Stated goal => Please set out all the rows below as a numbered list, dropping any blank lines. Leave the pictures out of your answer.

Supplied records =>
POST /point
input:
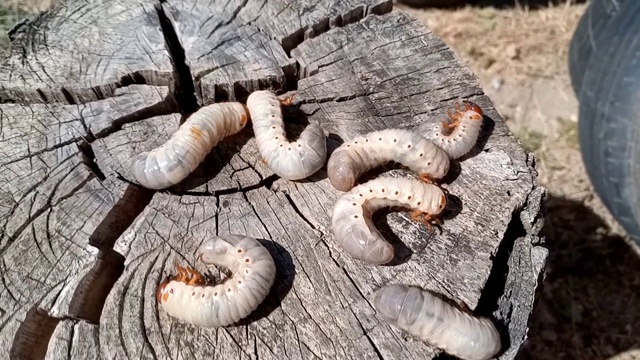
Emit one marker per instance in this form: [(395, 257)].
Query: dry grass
[(588, 307), (515, 43)]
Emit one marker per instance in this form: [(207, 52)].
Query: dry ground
[(587, 309)]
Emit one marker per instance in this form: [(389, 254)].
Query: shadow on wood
[(589, 299)]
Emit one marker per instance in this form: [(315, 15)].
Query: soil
[(586, 308)]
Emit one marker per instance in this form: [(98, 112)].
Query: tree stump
[(89, 84)]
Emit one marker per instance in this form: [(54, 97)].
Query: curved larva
[(173, 161), (289, 160), (351, 222), (427, 317), (187, 297), (458, 135), (353, 158)]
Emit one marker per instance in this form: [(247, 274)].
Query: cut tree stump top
[(89, 84)]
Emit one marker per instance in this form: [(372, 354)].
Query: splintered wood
[(89, 85)]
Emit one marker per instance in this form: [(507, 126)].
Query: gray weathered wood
[(83, 249)]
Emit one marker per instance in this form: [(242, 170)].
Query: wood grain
[(84, 248)]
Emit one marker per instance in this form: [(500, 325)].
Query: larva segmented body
[(427, 317), (187, 297), (457, 136), (173, 161), (351, 222), (289, 160), (353, 158)]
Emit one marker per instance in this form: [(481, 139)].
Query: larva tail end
[(340, 172)]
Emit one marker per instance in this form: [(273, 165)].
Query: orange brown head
[(469, 106), (160, 294)]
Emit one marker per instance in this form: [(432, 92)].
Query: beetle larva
[(427, 317), (189, 298), (457, 135), (173, 161), (289, 160), (353, 158), (353, 227)]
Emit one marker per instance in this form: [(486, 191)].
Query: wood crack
[(183, 87)]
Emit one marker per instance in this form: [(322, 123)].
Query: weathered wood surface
[(91, 83)]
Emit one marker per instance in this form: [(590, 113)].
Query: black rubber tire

Full response =>
1. POST /point
2. input:
3. Emit one marker per instance in this form: [(395, 257)].
4. Query: dry grass
5. [(588, 307), (515, 43)]
6. Emit one marker per instance in this form: [(207, 52)].
7. Query: dry ground
8. [(587, 309)]
9. Emit one marker per instance in this form: [(389, 254)].
10. Query: shadow on wood
11. [(589, 299)]
12. Emit one marker per instance in this form: [(315, 15)].
13. Query: soil
14. [(586, 308)]
15. Emit one marker per instance in this form: [(98, 112)].
16. Query: tree stump
17. [(89, 84)]
18. Emit one marker per instance in this form: [(54, 97)].
19. Query: curved larva
20. [(173, 161), (289, 160), (351, 222), (427, 317), (187, 297), (458, 135), (353, 158)]
21. Emit one marker per instance in this form: [(247, 274)].
22. Query: cut tree stump top
23. [(89, 84)]
24. Emit one marker per instance in this form: [(372, 354)].
25. Query: splintered wood
26. [(89, 85)]
27. Emit one marker per instance in this form: [(507, 126)].
28. Query: gray weathered wood
29. [(83, 249)]
30. Emit one marker per instance in this form: [(242, 170)].
31. Query: wood grain
32. [(84, 248)]
33. Emit one marker per instance in this form: [(500, 325)].
34. Query: larva segmented body
35. [(427, 317), (187, 297), (457, 136), (173, 161), (351, 222), (289, 160), (353, 158)]
36. Emit one marker per instance in this form: [(481, 139)].
37. Query: larva tail end
38. [(340, 172)]
39. Emit one marker per instance in this form: [(273, 165)].
40. Query: orange brown head
41. [(469, 106), (160, 294)]
42. Emit one marker per instance in this form: [(432, 92)].
43. Query: beetle larva
44. [(427, 317), (189, 298), (457, 135), (173, 161), (289, 160), (353, 158), (353, 227)]
45. Emit one marker per instance in this form: [(486, 191)].
46. Query: wood crack
47. [(183, 87)]
48. Emit one marker per instance in this form: [(322, 123)].
49. Query: weathered wood surface
50. [(91, 83)]
51. Emit one marker per instance in this form: [(590, 113)].
52. Query: black rubber tire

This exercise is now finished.